Data for processing:

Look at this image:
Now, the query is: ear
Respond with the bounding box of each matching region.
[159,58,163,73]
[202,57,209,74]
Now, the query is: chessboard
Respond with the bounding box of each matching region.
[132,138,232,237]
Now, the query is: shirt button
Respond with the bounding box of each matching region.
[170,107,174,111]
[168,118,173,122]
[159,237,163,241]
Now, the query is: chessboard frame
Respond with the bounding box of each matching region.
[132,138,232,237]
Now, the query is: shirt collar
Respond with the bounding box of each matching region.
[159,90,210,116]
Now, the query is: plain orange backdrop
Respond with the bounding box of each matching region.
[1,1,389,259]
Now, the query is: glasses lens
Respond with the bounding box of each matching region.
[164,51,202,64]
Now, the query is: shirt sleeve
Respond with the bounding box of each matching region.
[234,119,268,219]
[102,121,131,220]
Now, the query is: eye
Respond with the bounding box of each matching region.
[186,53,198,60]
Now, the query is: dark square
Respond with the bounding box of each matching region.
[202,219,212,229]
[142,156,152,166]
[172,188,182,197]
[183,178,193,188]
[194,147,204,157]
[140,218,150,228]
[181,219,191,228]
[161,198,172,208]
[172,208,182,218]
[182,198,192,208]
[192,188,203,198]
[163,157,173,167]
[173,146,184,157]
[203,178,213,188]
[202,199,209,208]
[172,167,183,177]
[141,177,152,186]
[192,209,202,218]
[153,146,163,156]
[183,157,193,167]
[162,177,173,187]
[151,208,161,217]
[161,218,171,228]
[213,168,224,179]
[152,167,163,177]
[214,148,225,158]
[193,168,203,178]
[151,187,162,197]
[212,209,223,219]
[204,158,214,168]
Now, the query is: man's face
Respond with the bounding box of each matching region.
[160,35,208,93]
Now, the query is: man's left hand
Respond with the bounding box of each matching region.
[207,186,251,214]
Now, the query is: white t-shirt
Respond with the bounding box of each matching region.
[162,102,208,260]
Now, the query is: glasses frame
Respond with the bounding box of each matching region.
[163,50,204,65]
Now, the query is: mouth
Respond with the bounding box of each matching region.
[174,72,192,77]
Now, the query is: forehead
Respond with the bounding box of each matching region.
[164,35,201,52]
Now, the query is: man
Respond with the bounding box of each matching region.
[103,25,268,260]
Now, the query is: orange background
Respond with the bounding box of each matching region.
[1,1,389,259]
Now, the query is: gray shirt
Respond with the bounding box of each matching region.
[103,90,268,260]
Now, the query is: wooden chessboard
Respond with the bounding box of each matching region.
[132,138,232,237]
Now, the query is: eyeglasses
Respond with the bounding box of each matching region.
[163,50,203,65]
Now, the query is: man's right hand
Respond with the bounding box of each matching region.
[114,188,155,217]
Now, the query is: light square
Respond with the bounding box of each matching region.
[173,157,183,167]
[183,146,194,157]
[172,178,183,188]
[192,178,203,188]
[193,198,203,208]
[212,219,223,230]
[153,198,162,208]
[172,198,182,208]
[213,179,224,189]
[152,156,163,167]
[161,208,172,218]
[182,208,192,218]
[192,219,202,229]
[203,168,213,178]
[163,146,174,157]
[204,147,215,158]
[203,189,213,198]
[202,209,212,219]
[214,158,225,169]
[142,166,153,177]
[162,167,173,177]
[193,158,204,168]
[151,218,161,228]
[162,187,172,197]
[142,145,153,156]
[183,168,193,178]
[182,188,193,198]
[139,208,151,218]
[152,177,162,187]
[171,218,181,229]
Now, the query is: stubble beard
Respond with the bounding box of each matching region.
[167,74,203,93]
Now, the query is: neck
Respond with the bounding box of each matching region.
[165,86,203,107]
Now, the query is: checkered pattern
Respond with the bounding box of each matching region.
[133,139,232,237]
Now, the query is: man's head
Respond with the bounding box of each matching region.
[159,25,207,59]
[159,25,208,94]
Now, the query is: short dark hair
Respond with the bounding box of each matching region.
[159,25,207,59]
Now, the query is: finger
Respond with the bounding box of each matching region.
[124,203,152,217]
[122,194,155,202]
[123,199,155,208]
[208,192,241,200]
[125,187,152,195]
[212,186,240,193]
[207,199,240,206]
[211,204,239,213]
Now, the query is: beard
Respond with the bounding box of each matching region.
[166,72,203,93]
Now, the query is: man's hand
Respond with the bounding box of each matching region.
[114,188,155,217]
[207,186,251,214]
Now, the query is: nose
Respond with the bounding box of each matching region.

Problem details: Return the lines of the records that include the string "shirt".

Answer area:
Now, the query is: shirt button
Now, the query is: shirt collar
Now, the query is: shirt sleeve
Now, the query is: white t-shirt
Now, the query is: gray shirt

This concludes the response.